Quoted text =
---+---

Streaming Data From a Rails Application
Software Engineering
Background
We have several Rails applications using various database technologies to manipulate and store data. The underlying ERD is not well defined and many of the relationships, transformations and domain objects are handled in the application layer. This makes querying the database directly problematic and tracking/defining much of the stored information has landed on a manual process for those not under the engineering umbrella such as data analysts
Goals
The goals of this project would be to programmatically gain access to the data stored in these applications in a cohesive and human readable format via a single Postgres database. The resulting data should be decoupled from and not interfere with the SDLC of the applications in place.
Requirements
- The data should be human readable
- The data should be available in a Postgres DB (SQL)
- The data should remove all polymorphic relationships
- The data should live as a relatable ERD
- The data should be separated from the application
Proposal
To leverage the application layer transformations and relationships as well as getting around the different DB technologies, we should access the data within the application layer. The best and least impactful way to accomplish this would be by installing a gem that can be shared across the various applications. The gem would observe CRUD operations via Active Record models and publish out the resulting changes to a message bus that could be ingested by a downstream consumer.
Design
Diagram
Design notes
- Application
- Config.yml - The Rails application provides configuration details to the gem via a config.yml which is interpreted by the initializer.rb. These details include credentials and behavioral switches.
- Models - Models tagged with a monitor flag indicating which writes are to be observed by the gem. When one of these write operations are invoked, the state of the record is passed through the gem via a corresponding concern. (see below) This can be explicitly set on individual models are enabled for all Application Records within each application.
- Rails CLI - Rake may leverage tasks provided by the gem via a bundle exec rake command. This type of access will provide means to debug data exports as well as run historical backfills on new/existing records.
- Gem
- Core/Lib
- Models - An abstract class that exposes/manages the callbacks for the main application. Models will include the required concerns which trigger the corresponding action. Models#monitor is made available to all classes that inherit from ActiveRecord and/or ActiveSupport via an initializer provided by the gem
- Concerns - Encapsulate logic specific to the named trigger.

---+---

Tasks and exercises =
1. Answer these questions about the Rails data-streaming design document, using only what it states:
(a) In which database should the resulting data be available?
(b) According to the proposal, where would the gem publish the resulting changes?
(c) Which file does the Rails application use to provide configuration details to the gem?
2. Resume the Rails data-streaming design document, beginning after its final line about concerns.

---+---

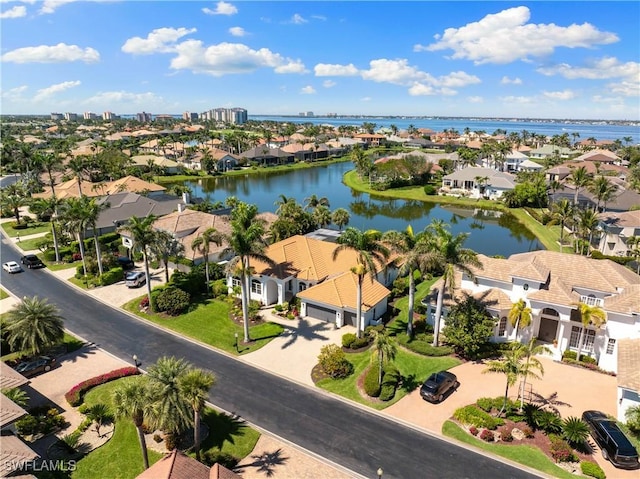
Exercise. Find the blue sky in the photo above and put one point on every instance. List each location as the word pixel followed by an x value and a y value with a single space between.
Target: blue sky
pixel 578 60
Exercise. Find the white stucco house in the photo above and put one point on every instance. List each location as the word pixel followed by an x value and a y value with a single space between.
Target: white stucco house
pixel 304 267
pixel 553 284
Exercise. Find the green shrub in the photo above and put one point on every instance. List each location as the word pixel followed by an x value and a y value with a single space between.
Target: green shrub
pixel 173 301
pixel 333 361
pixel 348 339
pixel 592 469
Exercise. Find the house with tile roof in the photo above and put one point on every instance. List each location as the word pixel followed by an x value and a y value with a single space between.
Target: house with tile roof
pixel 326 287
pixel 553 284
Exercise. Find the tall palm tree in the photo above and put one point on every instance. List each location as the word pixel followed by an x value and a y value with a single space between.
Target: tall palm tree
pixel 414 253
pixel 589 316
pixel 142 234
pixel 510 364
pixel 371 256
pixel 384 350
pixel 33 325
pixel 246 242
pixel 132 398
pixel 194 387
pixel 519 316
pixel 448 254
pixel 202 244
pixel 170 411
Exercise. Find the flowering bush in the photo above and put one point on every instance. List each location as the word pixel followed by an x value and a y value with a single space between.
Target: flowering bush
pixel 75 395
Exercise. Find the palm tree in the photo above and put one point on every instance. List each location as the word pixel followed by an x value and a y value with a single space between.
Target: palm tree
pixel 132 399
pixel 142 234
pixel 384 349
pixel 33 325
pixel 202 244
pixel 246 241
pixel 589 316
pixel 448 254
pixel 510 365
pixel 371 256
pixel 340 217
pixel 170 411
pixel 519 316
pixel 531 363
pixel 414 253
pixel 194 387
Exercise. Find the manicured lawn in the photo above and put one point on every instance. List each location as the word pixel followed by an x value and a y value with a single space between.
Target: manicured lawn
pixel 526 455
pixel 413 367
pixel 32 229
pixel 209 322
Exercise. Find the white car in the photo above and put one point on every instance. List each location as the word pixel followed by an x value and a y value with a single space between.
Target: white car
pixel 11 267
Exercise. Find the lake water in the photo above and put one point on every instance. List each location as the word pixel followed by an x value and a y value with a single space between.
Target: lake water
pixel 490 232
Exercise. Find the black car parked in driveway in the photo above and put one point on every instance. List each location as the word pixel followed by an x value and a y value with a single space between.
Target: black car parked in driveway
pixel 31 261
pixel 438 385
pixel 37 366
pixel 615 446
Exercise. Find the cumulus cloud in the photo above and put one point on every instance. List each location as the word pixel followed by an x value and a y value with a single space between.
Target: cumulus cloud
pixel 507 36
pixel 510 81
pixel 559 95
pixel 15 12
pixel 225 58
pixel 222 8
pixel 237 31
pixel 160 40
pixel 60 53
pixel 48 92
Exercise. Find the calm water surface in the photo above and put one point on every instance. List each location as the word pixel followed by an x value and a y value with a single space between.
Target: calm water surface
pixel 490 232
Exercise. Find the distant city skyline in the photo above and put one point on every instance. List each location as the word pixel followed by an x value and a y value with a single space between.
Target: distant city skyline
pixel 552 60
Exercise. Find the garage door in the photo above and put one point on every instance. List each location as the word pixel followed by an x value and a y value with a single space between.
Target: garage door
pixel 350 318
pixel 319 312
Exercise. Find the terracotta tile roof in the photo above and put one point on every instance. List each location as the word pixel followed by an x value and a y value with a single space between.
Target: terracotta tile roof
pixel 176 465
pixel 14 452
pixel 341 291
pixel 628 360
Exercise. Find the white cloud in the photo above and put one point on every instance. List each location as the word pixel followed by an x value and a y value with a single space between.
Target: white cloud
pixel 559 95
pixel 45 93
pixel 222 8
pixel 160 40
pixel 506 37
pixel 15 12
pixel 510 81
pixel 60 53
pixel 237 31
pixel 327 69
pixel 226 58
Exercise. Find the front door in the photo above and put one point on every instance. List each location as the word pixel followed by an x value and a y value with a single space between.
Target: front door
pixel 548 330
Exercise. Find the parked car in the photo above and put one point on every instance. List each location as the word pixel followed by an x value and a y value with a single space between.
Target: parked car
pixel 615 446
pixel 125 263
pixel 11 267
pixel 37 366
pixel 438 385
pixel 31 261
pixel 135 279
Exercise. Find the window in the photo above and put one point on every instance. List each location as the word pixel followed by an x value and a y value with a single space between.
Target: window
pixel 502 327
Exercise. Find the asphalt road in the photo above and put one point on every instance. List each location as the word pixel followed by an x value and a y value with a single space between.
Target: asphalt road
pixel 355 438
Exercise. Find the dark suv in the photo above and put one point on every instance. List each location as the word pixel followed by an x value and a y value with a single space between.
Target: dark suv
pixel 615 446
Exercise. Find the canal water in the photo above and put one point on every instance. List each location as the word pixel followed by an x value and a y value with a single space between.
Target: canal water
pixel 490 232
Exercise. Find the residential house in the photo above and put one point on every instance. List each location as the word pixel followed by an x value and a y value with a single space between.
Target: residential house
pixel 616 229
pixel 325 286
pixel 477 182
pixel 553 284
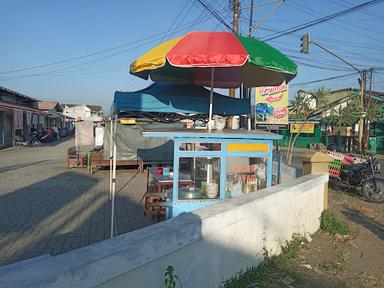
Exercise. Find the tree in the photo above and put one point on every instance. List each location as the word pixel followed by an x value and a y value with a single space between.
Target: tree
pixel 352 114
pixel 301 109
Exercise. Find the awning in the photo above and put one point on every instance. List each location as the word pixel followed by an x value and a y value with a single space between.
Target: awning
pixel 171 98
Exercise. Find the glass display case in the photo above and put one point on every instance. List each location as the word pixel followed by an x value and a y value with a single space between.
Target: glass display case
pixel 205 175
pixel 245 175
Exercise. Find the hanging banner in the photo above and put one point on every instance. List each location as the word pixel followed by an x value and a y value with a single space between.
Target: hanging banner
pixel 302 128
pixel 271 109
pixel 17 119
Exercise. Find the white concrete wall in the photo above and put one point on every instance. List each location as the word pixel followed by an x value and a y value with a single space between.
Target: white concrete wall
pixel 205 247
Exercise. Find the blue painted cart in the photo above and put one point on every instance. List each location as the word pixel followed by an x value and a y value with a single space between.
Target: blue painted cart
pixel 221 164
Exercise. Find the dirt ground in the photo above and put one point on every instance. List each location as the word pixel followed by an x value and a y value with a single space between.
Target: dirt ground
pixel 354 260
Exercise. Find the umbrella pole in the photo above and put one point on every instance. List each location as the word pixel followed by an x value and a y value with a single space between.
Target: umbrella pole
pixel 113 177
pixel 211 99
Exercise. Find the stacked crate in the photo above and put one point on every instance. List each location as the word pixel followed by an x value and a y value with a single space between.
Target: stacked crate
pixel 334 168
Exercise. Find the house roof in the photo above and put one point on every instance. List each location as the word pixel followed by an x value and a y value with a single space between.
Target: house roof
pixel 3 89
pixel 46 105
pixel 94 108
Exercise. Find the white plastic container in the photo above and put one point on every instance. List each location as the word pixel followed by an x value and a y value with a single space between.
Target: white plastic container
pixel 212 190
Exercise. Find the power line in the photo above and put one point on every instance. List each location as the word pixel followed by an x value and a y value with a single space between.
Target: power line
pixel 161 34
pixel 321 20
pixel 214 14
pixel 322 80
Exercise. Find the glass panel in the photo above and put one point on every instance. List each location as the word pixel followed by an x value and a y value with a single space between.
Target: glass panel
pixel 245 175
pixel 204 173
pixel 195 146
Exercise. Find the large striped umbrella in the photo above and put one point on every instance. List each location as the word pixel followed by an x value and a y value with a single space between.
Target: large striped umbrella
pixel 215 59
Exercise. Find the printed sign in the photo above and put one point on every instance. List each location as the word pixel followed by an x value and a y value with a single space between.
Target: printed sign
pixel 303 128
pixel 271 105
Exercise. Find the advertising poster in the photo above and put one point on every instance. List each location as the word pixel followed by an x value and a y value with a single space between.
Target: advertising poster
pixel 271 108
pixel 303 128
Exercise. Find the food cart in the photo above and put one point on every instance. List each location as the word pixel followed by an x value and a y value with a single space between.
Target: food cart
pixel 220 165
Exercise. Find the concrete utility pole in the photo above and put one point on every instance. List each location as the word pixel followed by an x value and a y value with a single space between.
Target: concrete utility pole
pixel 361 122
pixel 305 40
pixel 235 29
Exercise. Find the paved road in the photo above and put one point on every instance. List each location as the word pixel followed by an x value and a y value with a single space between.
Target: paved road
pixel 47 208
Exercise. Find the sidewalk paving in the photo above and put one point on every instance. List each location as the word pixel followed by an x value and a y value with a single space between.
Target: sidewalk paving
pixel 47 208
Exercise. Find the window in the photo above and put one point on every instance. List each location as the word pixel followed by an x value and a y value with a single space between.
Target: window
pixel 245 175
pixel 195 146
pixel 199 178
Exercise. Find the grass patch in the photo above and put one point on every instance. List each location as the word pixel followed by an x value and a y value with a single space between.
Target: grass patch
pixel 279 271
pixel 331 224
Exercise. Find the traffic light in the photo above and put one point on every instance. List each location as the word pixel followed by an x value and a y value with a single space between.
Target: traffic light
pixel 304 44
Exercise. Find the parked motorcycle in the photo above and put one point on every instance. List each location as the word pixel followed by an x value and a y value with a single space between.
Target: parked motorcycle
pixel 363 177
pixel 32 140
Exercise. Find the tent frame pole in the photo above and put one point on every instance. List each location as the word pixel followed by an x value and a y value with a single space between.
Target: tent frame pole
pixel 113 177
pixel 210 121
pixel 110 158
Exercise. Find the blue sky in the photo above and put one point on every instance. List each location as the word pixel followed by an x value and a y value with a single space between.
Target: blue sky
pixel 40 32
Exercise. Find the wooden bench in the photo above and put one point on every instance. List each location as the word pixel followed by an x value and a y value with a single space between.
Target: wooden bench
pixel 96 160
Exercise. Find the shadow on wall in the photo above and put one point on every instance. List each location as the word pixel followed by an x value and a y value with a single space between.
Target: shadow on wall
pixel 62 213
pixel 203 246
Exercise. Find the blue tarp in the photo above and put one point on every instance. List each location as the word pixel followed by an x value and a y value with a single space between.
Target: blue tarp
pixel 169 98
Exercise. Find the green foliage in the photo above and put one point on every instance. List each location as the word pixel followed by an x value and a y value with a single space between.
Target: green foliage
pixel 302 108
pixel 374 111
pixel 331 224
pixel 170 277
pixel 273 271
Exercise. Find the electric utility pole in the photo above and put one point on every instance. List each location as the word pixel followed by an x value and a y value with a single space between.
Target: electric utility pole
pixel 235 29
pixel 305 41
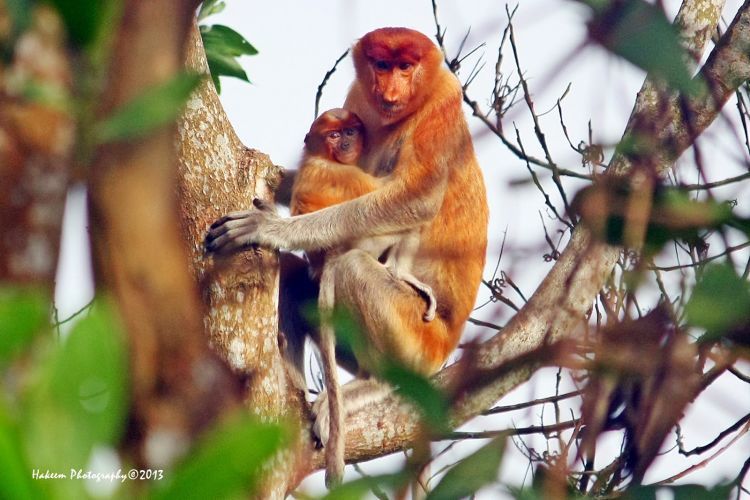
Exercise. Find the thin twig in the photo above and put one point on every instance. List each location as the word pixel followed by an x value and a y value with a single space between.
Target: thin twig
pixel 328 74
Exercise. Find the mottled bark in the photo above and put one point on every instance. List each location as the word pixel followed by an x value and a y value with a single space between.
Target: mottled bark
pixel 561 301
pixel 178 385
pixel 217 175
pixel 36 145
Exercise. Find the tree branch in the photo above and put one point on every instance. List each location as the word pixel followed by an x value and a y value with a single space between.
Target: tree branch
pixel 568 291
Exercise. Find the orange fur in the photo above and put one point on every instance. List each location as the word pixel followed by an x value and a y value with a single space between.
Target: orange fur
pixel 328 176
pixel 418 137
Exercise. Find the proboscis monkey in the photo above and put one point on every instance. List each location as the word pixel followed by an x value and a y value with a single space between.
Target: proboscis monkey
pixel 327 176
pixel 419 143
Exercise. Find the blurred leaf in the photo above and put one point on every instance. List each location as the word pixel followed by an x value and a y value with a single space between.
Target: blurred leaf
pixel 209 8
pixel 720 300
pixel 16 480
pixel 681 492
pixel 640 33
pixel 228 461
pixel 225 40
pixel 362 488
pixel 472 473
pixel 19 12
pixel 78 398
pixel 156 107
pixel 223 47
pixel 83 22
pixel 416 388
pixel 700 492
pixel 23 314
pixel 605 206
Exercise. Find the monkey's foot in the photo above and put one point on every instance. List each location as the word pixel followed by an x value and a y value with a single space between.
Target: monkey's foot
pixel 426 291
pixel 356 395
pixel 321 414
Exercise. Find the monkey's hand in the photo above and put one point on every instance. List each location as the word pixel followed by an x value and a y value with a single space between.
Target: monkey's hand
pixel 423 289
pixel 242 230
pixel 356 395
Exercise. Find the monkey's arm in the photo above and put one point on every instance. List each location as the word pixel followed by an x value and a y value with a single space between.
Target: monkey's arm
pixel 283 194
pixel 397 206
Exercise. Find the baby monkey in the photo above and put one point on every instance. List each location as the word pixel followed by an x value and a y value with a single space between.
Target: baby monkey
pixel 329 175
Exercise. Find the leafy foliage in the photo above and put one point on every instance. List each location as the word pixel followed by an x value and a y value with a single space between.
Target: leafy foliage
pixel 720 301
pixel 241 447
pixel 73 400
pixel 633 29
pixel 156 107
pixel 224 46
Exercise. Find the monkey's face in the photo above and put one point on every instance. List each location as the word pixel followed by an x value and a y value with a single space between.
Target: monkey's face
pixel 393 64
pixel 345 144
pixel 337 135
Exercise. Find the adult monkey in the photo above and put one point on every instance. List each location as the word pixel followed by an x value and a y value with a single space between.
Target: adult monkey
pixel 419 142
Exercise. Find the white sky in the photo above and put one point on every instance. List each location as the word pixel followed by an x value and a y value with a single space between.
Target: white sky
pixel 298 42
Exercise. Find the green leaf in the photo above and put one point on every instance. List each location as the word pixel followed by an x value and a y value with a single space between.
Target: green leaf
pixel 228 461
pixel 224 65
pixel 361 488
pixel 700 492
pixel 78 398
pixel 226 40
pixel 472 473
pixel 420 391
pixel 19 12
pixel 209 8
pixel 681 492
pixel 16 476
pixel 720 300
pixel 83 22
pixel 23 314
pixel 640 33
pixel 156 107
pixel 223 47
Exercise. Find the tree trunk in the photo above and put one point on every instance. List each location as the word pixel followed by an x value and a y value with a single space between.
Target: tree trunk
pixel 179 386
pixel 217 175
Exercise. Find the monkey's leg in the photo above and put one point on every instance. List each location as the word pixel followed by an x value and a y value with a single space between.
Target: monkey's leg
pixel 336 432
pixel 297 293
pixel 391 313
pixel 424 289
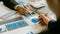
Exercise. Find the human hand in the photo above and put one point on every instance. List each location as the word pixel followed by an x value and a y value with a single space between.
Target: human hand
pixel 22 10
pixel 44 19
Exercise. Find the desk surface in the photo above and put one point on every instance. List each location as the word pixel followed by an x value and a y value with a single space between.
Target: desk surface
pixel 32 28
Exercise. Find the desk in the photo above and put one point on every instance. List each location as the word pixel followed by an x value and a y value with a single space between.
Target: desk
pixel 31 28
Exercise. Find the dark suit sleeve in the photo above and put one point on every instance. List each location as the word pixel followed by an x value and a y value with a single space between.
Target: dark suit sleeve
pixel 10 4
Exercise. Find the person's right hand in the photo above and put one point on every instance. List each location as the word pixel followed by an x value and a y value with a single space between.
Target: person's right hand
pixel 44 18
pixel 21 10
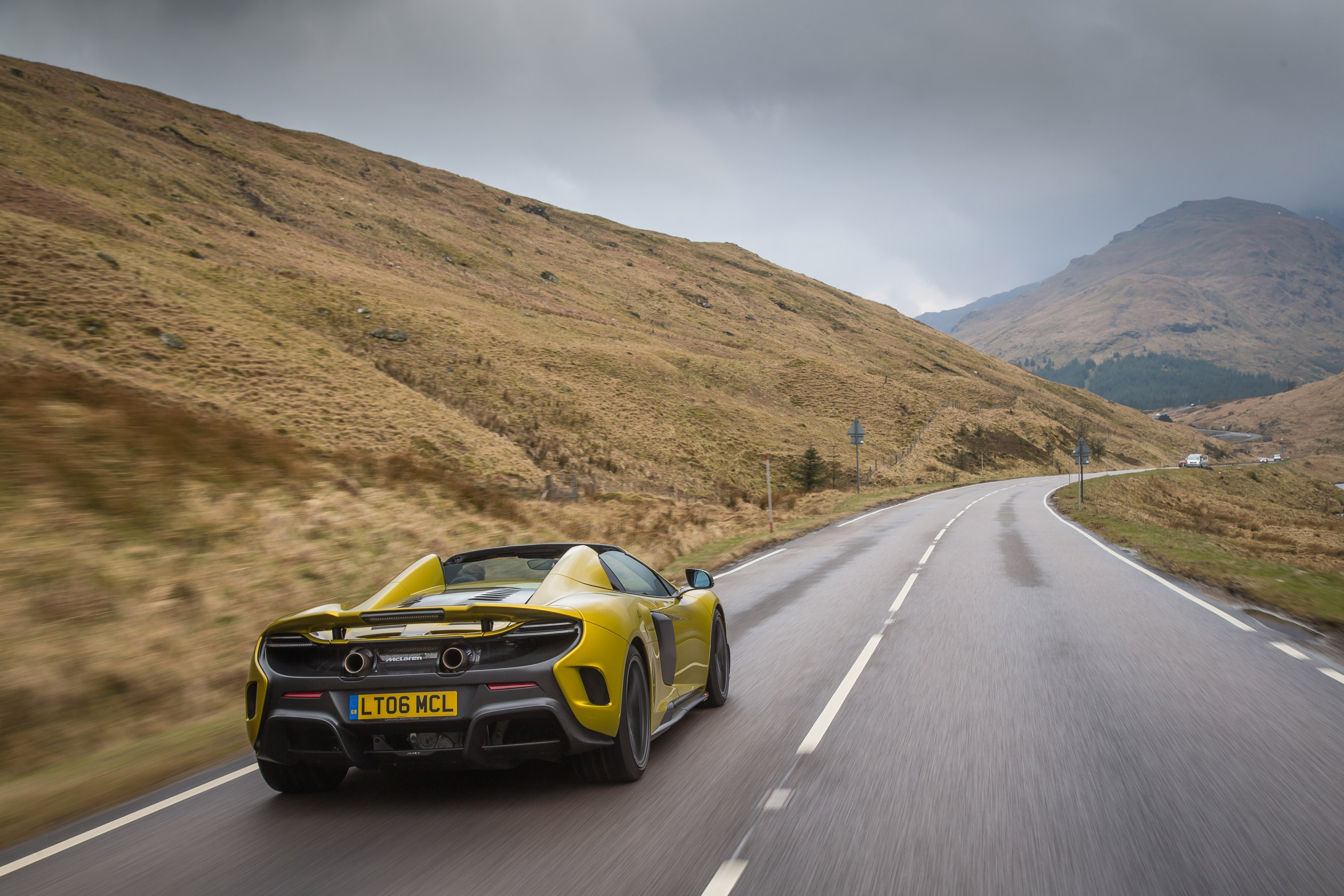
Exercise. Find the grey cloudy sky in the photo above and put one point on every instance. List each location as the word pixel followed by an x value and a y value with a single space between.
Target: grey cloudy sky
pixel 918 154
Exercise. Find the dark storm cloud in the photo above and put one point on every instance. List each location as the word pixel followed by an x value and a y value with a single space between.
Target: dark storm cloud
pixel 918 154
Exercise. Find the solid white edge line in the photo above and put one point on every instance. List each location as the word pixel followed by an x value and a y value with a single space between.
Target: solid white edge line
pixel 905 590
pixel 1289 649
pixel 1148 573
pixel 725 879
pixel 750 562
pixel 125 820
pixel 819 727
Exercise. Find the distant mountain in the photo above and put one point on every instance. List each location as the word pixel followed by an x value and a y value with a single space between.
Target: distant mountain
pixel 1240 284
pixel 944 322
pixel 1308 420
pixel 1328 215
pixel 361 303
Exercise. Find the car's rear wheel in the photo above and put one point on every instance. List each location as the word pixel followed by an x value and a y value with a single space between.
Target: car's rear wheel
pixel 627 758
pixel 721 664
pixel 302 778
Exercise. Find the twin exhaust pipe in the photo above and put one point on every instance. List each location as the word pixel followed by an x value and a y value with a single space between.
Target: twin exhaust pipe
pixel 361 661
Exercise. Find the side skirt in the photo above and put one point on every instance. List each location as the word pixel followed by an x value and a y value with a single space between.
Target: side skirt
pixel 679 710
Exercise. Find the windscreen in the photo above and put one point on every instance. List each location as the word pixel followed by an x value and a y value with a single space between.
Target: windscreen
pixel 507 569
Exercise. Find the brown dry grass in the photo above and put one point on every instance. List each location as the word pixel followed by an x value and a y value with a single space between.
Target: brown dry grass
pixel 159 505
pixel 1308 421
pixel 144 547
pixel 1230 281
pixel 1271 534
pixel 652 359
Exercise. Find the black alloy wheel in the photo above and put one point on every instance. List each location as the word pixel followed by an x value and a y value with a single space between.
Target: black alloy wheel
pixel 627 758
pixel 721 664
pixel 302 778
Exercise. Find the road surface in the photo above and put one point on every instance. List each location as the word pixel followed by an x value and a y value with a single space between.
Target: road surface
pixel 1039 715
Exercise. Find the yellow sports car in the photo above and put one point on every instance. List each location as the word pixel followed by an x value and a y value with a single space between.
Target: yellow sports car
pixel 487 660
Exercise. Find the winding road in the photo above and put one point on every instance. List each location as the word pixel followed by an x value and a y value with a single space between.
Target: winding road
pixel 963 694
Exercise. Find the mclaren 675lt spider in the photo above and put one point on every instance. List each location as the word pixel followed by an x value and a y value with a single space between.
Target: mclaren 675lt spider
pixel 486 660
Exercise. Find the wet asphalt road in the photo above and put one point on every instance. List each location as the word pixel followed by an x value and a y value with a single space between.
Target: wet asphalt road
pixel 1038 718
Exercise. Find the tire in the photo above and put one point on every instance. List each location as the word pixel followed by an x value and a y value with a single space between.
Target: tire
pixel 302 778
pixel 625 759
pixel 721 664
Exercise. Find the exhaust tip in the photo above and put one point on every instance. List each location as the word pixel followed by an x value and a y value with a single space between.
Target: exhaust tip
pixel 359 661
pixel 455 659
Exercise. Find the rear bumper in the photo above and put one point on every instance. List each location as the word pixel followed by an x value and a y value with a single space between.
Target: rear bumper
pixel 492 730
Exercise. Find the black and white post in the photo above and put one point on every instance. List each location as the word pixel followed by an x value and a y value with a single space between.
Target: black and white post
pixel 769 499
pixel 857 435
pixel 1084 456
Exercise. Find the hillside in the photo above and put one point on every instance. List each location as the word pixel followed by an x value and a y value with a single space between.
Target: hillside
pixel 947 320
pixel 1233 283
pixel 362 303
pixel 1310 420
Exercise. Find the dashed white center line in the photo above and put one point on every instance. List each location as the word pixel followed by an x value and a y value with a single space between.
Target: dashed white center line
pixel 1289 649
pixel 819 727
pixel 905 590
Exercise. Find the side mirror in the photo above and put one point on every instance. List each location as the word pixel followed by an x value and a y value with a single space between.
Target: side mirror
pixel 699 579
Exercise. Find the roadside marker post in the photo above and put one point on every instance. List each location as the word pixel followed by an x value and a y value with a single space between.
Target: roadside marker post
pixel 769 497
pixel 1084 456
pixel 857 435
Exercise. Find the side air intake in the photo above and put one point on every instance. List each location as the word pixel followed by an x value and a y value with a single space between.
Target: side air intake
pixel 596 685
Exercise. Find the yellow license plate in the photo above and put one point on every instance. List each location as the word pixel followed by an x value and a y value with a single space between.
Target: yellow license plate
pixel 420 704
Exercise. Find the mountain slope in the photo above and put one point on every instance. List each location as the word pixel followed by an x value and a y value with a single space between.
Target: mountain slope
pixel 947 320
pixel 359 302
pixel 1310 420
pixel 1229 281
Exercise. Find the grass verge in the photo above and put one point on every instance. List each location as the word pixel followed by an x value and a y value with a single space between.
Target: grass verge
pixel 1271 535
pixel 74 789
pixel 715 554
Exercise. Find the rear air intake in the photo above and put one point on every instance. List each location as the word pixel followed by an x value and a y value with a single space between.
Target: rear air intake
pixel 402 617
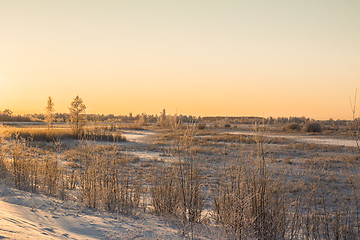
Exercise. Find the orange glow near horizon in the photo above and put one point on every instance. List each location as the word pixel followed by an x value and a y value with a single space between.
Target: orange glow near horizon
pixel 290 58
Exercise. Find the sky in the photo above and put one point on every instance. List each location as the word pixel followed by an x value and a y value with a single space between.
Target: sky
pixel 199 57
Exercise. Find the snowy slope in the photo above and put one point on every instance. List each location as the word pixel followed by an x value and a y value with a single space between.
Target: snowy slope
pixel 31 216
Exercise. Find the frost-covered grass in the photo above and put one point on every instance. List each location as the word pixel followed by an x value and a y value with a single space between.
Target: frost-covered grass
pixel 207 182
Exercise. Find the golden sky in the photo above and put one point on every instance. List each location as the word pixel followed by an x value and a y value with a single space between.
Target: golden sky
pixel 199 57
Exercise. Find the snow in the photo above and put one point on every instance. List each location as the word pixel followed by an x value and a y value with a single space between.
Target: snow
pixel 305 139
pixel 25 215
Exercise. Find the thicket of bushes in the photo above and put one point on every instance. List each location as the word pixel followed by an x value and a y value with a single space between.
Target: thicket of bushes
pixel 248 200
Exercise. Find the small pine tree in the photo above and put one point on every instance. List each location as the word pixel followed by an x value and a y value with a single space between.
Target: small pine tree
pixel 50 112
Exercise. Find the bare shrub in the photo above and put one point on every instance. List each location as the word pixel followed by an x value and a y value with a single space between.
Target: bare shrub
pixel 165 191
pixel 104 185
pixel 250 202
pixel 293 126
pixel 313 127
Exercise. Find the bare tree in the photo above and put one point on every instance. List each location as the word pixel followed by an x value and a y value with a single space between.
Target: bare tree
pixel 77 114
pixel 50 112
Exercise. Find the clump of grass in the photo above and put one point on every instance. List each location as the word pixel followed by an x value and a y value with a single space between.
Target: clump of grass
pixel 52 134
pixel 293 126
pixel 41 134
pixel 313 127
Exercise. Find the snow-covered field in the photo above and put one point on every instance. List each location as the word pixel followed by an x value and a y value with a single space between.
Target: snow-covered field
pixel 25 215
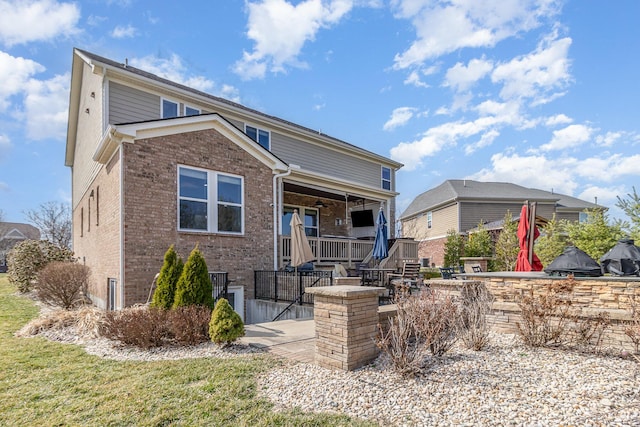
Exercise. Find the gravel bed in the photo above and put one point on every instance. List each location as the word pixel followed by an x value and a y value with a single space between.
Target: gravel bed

---+---

Answers to each task =
1.
(a) A Postgres database (SQL).
(b) To a message bus that could be ingested by a downstream consumer.
(c) A config.yml, which is interpreted by the initializer.rb.

2.
- Reporting service - A wrapper that shapes arguments received from a model into a data payload to conform to the under lying publishing service. This would act as the main proxy/interface for the concerns.
- Publishing service - A wrapper class that exposes an interface for publishing messages/events to the messaging bus. This is also encapsulates the ownership of the message contract. Changes to this contract will have downstream effects.
- CLI
- Tasks - Includes data producer rake tasks to the main application. This is the primary interface to initiate a historical backfill.
- Backfilling service - Responsible for publishing out current state of records for a given time period. It uses batch processing for individual Models/tables to ensure most up to date data.
- Core/Lib
Risk/Rewards
Risks
- We do not want to open source this gem to the greater public, it will require being hosted on a private repo which require credentials for each application in order to access/install
- The gem is agnostic to the host application and if enabled for all Application Records, would put the onus on downstream services to update their processing to support new columns/tables as they are made available.
- Usage of the Rails helper
has_and_belongs_to_many
may introduce problems and should be avoided by the application team. - Defining the message bus technology is a perquisite for this to operate as it will have downstream effects and consequences.
Rewards
- Since all data columns are handled at the application layer we get many of the transformations for free allowing the application teams to update without concern of additional overhead or manual management.
- This can be leveraged by all application currently running on the platform
- Data is decoupled from the host application and is now accessible for other purposes via the message bus.
- Consuming and transforming data can be accomplished via any means/technologies that are compatible with mesage bus.
- A companion data consumer gem could be installed to provide similar shared resources for downstream applications.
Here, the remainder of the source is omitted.